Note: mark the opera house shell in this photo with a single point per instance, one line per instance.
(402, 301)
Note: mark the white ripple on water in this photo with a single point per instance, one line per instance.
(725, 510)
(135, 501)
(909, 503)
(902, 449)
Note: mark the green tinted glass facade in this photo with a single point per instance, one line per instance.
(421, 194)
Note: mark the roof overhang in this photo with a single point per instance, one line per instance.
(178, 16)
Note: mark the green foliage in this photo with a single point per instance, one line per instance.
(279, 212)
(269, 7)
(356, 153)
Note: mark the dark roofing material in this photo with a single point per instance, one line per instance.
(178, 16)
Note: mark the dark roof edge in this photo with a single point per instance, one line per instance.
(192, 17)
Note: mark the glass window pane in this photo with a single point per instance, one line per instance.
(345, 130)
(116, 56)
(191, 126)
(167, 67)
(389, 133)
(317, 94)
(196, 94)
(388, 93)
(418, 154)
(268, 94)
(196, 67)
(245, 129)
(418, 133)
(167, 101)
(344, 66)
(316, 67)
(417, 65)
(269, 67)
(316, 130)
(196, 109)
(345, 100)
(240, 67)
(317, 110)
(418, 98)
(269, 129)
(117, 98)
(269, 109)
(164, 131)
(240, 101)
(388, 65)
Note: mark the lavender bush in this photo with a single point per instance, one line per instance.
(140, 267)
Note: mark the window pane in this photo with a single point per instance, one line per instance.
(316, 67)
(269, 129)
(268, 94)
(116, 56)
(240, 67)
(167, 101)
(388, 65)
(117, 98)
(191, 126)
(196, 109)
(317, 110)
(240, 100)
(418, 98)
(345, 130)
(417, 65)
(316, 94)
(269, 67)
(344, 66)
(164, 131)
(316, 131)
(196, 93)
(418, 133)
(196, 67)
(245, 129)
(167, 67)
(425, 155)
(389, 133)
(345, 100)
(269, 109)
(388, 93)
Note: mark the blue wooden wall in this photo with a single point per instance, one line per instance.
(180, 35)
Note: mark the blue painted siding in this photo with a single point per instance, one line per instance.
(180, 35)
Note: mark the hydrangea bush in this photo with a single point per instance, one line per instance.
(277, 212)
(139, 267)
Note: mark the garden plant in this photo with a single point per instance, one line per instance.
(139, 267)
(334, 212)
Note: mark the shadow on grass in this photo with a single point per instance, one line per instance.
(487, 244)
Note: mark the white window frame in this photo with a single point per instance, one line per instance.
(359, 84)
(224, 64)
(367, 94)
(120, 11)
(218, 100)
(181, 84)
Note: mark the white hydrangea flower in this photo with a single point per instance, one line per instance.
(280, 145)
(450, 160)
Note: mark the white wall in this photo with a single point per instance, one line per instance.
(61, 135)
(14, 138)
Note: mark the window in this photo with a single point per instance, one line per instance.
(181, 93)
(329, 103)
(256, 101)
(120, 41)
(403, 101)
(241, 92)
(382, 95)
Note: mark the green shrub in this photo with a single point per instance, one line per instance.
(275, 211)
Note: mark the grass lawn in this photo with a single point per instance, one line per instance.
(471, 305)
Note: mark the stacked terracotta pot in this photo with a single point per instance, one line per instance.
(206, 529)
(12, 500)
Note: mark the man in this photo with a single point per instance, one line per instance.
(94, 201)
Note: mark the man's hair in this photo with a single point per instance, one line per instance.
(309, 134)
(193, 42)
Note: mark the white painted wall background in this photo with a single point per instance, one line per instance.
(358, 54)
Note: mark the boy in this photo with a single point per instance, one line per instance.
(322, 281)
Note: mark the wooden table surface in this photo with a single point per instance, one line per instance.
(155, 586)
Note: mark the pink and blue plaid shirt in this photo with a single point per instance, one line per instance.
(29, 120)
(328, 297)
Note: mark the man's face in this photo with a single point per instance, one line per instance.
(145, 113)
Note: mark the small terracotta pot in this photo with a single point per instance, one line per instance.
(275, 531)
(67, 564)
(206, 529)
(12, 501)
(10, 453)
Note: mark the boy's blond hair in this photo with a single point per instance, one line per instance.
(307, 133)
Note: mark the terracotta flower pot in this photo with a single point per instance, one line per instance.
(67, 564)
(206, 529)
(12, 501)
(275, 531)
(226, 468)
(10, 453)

+---+

▸ **To do**: Transcribe the data above so that every line matches exactly.

▸ **Output for this task**:
Note: mark the opera house shell in this photo with a single point per instance, one line per instance.
(402, 301)
Note: mark the white ripple on water in this photo with a single point per instance, one line per instance.
(725, 510)
(135, 501)
(909, 503)
(902, 449)
Note: mark the green tinted glass facade in this photo with a single point per instance, one line per instance.
(421, 194)
Note: mark the roof overhang in this photo with a single point per instance, one line per instance.
(178, 16)
Note: mark the green foliage in this photo with a single point per instance, one line per instance.
(279, 212)
(269, 7)
(356, 153)
Note: mark the dark roofing material in this photo with a single point per instance, one line per instance.
(178, 16)
Note: mark the dark roof edge in this photo with a single point per instance, one line per instance.
(192, 17)
Note: mark the glass window pane in this photo with a single point per instance, one line per instance.
(345, 130)
(116, 56)
(191, 126)
(167, 67)
(389, 133)
(317, 94)
(196, 94)
(388, 93)
(418, 154)
(268, 94)
(196, 67)
(245, 129)
(418, 133)
(167, 101)
(344, 66)
(316, 67)
(417, 65)
(269, 67)
(316, 130)
(196, 109)
(345, 100)
(240, 67)
(317, 110)
(418, 98)
(269, 129)
(117, 98)
(269, 109)
(164, 131)
(240, 101)
(388, 65)
Note: mark the lavender bush in this photo with a single point per instance, one line per instance.
(140, 267)
Note: mark the window pane in this photo with a single point per instance, one line per instance.
(316, 67)
(269, 129)
(268, 94)
(116, 56)
(240, 67)
(167, 101)
(388, 65)
(117, 98)
(191, 126)
(196, 109)
(317, 110)
(240, 100)
(418, 98)
(345, 130)
(417, 65)
(316, 94)
(269, 67)
(344, 66)
(164, 131)
(316, 131)
(196, 93)
(418, 133)
(196, 67)
(245, 129)
(167, 67)
(425, 155)
(389, 133)
(345, 100)
(269, 109)
(388, 93)
Note: mark the blue wooden wall in this photo with a single point per instance, one line per instance.
(180, 35)
Note: mark the blue painted siding in this photo with a single point per instance, one line per instance.
(180, 35)
Note: mark the hydrangea bush in this photo with a single point per instance, one line per instance.
(277, 212)
(139, 267)
Note: mark the garden plant in this photo with a single point per instance, one line per instance.
(139, 267)
(334, 212)
Note: mark the shadow on grass in this photo with a single point per instance, one line per instance.
(487, 244)
Note: mark the white window frame in this photo with a single point per instance, one line per instance.
(359, 84)
(224, 64)
(367, 94)
(120, 11)
(218, 100)
(181, 84)
Note: mark the white hydrangea flower in this photo with a single point per instance, one line per instance.
(280, 145)
(450, 160)
Note: mark the white wall in this photo with a single point per instance, one line per instance.
(61, 135)
(14, 138)
Note: mark the window in this photo with a single point per instance, one line per instance.
(181, 93)
(329, 103)
(256, 101)
(120, 41)
(403, 101)
(241, 92)
(382, 95)
Note: mark the green shrub in this photo with a single point per instance, one line per instance.
(275, 211)
Note: mark the grass lawn in this photo with a single point per instance, one line per instance.
(471, 305)
Note: mark the stacked terracotta pot in this photo with a single point per instance, one line per instance.
(206, 529)
(12, 500)
Note: mark the man in this photo with a single point per instance, one line per instance.
(94, 201)
Note: mark the man's hair in this photo with a single point per instance, one line per instance.
(309, 134)
(193, 42)
Note: mark the white painted wall background in this photo with a single point per instance, one line per instance.
(358, 54)
Note: mark the boy in this photo with a single point per instance, one line per instance.
(322, 281)
Note: mark the wooden table surface in this photo with a single point per instance, one line per instance.
(155, 586)
Note: mark the pink and blue plaid shirt in this photo with a single point per instance, one line per instance.
(29, 120)
(328, 297)
Note: mark the man's face in this photo with a single point per instance, one line per instance.
(145, 113)
Note: mark the small terracotta pot in this photo with a single point per instance, one line per instance.
(275, 531)
(67, 564)
(206, 529)
(12, 501)
(10, 453)
Note: mark the boy's blond hair in this photo with a single point per instance, one line per instance.
(307, 133)
Note: mark the terracotta flower pot in this photo with a single point per instance, one line per instance.
(67, 564)
(206, 529)
(12, 501)
(275, 531)
(226, 468)
(10, 453)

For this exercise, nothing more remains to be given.